* **YOUR TASK**
Transcribe every line, keeping it exact.
** start DATA SUPPLIED **
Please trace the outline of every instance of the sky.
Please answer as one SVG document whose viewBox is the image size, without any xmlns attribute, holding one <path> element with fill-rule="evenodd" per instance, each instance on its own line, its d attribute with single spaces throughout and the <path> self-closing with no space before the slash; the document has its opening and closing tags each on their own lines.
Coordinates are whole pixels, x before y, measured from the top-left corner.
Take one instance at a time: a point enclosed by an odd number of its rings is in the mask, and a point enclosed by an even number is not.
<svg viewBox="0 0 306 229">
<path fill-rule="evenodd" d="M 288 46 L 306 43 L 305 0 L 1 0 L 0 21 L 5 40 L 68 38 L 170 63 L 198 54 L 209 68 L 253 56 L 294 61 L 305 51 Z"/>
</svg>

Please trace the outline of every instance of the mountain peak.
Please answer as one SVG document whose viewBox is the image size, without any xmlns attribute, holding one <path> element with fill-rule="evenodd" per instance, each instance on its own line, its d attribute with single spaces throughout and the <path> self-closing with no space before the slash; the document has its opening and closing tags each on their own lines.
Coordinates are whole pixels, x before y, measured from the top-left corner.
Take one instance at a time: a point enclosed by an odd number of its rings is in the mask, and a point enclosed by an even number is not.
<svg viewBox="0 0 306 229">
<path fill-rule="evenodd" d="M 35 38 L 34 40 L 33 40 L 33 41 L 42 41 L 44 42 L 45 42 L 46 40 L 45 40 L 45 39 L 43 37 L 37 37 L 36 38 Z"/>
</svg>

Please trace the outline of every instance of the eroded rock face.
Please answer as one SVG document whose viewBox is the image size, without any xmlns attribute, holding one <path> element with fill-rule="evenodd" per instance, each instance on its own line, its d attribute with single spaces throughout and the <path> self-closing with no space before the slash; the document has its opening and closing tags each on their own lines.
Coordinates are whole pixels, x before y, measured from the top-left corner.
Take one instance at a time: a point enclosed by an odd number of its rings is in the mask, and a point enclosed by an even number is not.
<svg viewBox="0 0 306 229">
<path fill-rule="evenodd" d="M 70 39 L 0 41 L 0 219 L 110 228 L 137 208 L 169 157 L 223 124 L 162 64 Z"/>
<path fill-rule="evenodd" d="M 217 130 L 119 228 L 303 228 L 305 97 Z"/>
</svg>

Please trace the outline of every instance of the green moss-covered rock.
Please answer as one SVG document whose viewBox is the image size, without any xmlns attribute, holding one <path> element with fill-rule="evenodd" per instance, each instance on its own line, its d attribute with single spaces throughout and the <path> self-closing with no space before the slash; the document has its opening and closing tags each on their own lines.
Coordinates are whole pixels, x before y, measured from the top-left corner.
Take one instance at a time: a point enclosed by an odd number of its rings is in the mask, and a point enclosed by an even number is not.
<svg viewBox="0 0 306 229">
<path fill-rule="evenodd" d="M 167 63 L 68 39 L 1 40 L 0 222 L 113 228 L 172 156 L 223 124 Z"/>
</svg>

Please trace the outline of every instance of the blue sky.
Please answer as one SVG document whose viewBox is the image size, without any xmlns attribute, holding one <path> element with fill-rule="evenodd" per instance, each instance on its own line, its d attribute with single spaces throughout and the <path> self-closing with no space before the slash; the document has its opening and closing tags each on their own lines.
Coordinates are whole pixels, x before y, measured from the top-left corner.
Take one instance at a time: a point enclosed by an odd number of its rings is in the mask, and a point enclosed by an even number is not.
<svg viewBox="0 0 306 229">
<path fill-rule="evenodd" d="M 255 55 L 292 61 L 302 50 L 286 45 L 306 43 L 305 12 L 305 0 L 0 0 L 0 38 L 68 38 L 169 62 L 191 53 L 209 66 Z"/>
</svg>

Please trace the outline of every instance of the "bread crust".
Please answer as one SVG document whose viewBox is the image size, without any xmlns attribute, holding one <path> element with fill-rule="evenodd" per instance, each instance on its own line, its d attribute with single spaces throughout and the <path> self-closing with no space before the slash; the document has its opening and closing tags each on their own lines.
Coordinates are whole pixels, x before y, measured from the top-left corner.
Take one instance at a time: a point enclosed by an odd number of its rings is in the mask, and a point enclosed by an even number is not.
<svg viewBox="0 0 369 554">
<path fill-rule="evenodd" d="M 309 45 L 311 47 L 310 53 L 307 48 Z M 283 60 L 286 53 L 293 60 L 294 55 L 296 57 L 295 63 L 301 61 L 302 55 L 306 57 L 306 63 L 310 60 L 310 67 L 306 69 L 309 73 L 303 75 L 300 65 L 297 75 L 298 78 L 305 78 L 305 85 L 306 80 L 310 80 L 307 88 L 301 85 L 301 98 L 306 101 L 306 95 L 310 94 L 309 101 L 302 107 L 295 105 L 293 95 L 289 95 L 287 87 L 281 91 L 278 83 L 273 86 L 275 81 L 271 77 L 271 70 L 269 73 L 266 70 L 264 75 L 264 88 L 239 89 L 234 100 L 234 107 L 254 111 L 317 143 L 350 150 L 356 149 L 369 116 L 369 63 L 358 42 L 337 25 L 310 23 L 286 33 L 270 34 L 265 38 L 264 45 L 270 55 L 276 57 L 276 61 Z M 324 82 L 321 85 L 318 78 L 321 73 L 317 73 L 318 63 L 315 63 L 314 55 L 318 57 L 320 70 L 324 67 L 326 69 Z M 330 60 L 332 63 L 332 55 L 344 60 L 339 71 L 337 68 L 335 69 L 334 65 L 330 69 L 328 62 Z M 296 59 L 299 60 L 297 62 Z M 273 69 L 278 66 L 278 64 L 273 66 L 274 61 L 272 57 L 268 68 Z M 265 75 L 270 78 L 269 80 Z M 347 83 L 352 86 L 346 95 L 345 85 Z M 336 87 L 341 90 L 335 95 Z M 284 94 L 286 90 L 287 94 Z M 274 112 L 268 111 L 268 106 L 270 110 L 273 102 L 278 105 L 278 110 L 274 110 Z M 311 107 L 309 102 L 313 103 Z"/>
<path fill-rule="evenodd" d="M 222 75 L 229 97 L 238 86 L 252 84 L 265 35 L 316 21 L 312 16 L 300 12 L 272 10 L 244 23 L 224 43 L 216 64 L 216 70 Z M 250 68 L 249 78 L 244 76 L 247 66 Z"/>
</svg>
** end DATA SUPPLIED **
* **FINAL ANSWER**
Please trace the outline of every instance of the sky.
Please answer as one SVG document whose viewBox is the image size, without any xmlns attribute, holding one <path> element with fill-rule="evenodd" per instance, each instance on its own line, its d attribute with single spaces throughout and the <path> self-closing with no space before the slash; the document has its opening and closing tags each on their own lines.
Coordinates are whole pixels, x before y, measured from the top-left corner.
Take one instance at a time: a point enclosed by an odd number of its rings is in the mask, and a point enclosed by an even number is not.
<svg viewBox="0 0 306 229">
<path fill-rule="evenodd" d="M 288 46 L 306 43 L 305 0 L 1 0 L 0 21 L 5 40 L 68 38 L 170 63 L 198 54 L 209 68 L 253 56 L 294 61 L 305 51 Z"/>
</svg>

Please trace the outline of every instance of the mountain peak.
Please answer as one SVG document whose viewBox is the image size, without any xmlns attribute, holding one <path> element with fill-rule="evenodd" per instance, each instance on its own line, its d attribute with single spaces throughout and the <path> self-closing with no space before the slash; the document has its opening and closing tags each on their own lines.
Coordinates are whole pixels, x before y, measured from the top-left corner.
Take one instance at a time: a point enclosed by an odd number of its rings is in the mask, and a point enclosed by an even number is not.
<svg viewBox="0 0 306 229">
<path fill-rule="evenodd" d="M 35 38 L 34 40 L 33 40 L 33 41 L 42 41 L 44 42 L 45 42 L 46 40 L 45 40 L 45 39 L 43 37 L 37 37 L 36 38 Z"/>
</svg>

Please trace the outline of every instance of the eroded rock face.
Please answer as one SVG document whose viewBox is the image size, without any xmlns attribute, holding one <path> element with fill-rule="evenodd" per instance, each instance on its own line, its d attribute with single spaces throughout and the <path> self-closing with no space before the slash; the document has its opening and closing tags each on their own lines.
Coordinates are whole pixels, x before y, measured from the top-left corner.
Take one instance at a time: a point enclosed by an odd number of its rings is in the mask, and a point enclosed by an even number is not.
<svg viewBox="0 0 306 229">
<path fill-rule="evenodd" d="M 70 39 L 0 41 L 0 219 L 110 228 L 137 208 L 169 157 L 223 124 L 162 64 Z"/>
<path fill-rule="evenodd" d="M 217 130 L 119 228 L 303 228 L 305 97 Z"/>
</svg>

Please trace the outline of every instance of the green moss-covered rock.
Please answer as one SVG document whose viewBox is the image size, without any xmlns attribute, holding one <path> element with fill-rule="evenodd" per instance, each instance on its own line, its d attribute with single spaces throughout and the <path> self-closing with no space before the slash; the document has its opening and closing tags each on their own lines.
Coordinates are whole pixels, x before y, measured from the top-left corner.
Take one instance at a time: a point enclosed by an odd number of its rings is in the mask, and a point enclosed by an even number is not.
<svg viewBox="0 0 306 229">
<path fill-rule="evenodd" d="M 167 63 L 68 39 L 1 40 L 0 222 L 113 228 L 172 156 L 223 124 Z"/>
</svg>

Please trace the outline of every instance of the blue sky.
Please answer as one SVG document whose viewBox is the image size, without any xmlns attribute, holding one <path> element with fill-rule="evenodd" per instance, each instance on its own line, its d attribute with single spaces throughout and the <path> self-closing with no space before the slash; the document has its opening and closing tags each on their own lines.
Coordinates are whole pixels, x before y, measured from the top-left corner.
Take one instance at a time: a point enclosed by an odd number of its rings is in the mask, and a point enclosed by an even number is not.
<svg viewBox="0 0 306 229">
<path fill-rule="evenodd" d="M 255 55 L 292 61 L 302 50 L 286 45 L 306 43 L 305 12 L 305 0 L 0 0 L 0 38 L 68 38 L 169 62 L 191 53 L 209 66 Z"/>
</svg>

Please trace the outline of every instance of the "bread crust".
Please answer as one SVG document whose viewBox is the image size, without any xmlns attribute, holding one <path> element with fill-rule="evenodd" per instance, each instance on its own line, its d attribute with single spaces throughout and the <path> self-closing with no space before the slash; the document has its opening and closing tags each on their own lines.
Coordinates are whole pixels, x before y, measured from the top-left corner.
Take one instance at a time: a point enclosed by an odd number of its rings is in the mask, and a point enclosed by an even number is not.
<svg viewBox="0 0 369 554">
<path fill-rule="evenodd" d="M 309 45 L 311 47 L 310 53 L 307 48 Z M 283 60 L 286 53 L 293 60 L 294 55 L 296 57 L 295 63 L 301 61 L 302 55 L 306 57 L 306 63 L 310 60 L 310 67 L 306 69 L 309 73 L 303 75 L 300 65 L 297 75 L 298 78 L 305 78 L 305 85 L 306 80 L 310 80 L 307 88 L 301 85 L 301 98 L 306 101 L 306 95 L 310 94 L 309 101 L 302 107 L 295 105 L 293 95 L 289 95 L 287 87 L 281 91 L 278 83 L 273 86 L 275 81 L 271 77 L 271 70 L 269 73 L 266 70 L 264 75 L 264 88 L 239 89 L 234 100 L 234 107 L 254 111 L 317 143 L 350 150 L 356 149 L 369 116 L 369 63 L 358 42 L 337 25 L 310 23 L 286 33 L 270 34 L 265 38 L 264 45 L 270 55 L 276 57 L 276 61 Z M 324 82 L 321 85 L 318 78 L 321 73 L 317 73 L 318 63 L 315 63 L 314 55 L 318 57 L 320 70 L 324 67 L 326 69 Z M 330 60 L 332 63 L 332 55 L 344 60 L 339 71 L 337 68 L 335 69 L 334 65 L 330 69 L 328 62 Z M 296 59 L 299 60 L 297 62 Z M 273 69 L 278 66 L 278 64 L 273 66 L 274 61 L 272 57 L 268 68 Z M 265 75 L 270 78 L 269 80 Z M 347 83 L 352 86 L 346 95 L 345 85 Z M 336 87 L 341 90 L 335 95 Z M 284 94 L 286 90 L 287 94 Z M 274 112 L 268 111 L 268 106 L 270 110 L 273 102 L 278 105 L 278 110 L 274 110 Z M 311 107 L 309 102 L 313 103 Z"/>
<path fill-rule="evenodd" d="M 222 75 L 229 97 L 238 86 L 252 84 L 265 35 L 316 21 L 312 16 L 300 12 L 272 10 L 244 23 L 224 43 L 216 64 L 216 70 Z M 250 68 L 249 78 L 244 76 L 247 66 Z"/>
</svg>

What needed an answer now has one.